*Text excerpt*:
○ ○ ○ ○ ○ ○ ○
A STORY OF THE PAST A dinosaur wanders through a pre-historic swamp. It places one of its huge feet in some soft mud and leaves both an iconic and indexical sign of its existence. A volcano explodes, covering the mud with lava, and fixing the footprint for ever. Time passes. A paleontologist excavates the fossilized footprint. He makes a plaster cast and places it in a museum. We come to visit the dinosaur exhibit. As we look at the footprint we shudder slightly. We can almost feel the ground shake under us as the ghostly dinosaur lumbers past. We shake our heads in wonderment: “so long ago, so much time has passed, yet it seems so close”.
Now it is no longer pre-history, no longer the Pleistocene Period. Now it is History, history with a capital H, Australia’s Official Bicentennial History — the Sepia-Toned Period. A photographer wanders through South Australia with social habits and a perceptual apparatus almost as open to speculation
as the dinosaur’s. He places the legs of his tripod on the ground, they leave a faint impression. He takes a photograph. Eventually it finds its way into a museum. We visit. We feel a slight shudder: “so long ago, so much time, yet it seems so close”.
○ ○ ○ ○ ○ ○ ○
*Supplied entries*:

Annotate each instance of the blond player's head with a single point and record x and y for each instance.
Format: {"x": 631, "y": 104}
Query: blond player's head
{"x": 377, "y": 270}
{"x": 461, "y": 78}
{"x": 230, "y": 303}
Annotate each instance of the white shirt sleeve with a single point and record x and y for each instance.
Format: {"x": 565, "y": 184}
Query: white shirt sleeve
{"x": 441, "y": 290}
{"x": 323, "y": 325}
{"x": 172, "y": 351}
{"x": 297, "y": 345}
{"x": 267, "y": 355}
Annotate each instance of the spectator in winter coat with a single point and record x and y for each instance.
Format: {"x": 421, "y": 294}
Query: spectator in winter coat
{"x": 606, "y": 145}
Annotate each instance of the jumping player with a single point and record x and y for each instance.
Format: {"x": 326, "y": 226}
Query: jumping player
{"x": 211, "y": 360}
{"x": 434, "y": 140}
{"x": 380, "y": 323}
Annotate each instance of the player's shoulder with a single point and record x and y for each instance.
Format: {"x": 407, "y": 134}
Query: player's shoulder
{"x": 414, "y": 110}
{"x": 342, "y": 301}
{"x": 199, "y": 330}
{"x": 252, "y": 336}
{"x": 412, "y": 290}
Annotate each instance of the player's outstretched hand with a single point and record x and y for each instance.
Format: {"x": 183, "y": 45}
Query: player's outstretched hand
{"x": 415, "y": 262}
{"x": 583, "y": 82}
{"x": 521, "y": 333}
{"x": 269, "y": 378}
○ ○ ○ ○ ○ ○ ○
*Goal of the exercise*: Using the text about the dinosaur footprint above, decide whether each statement agrees with it and answer yes or no, quoting the deciding words. (a) Lava from a volcano covered the mud that held the footprint. (b) The paleontologist puts the fossilized footprint itself on display in a museum. (c) The legs of the photographer's tripod leave a deep impression in the ground.

*Exercise response*:
(a) Yes: "A volcano explodes, covering the mud with lava, and fixing the footprint for ever."
(b) No: "He makes a plaster cast and places it in a museum."
(c) No: "He places the legs of his tripod on the ground, they leave a faint impression."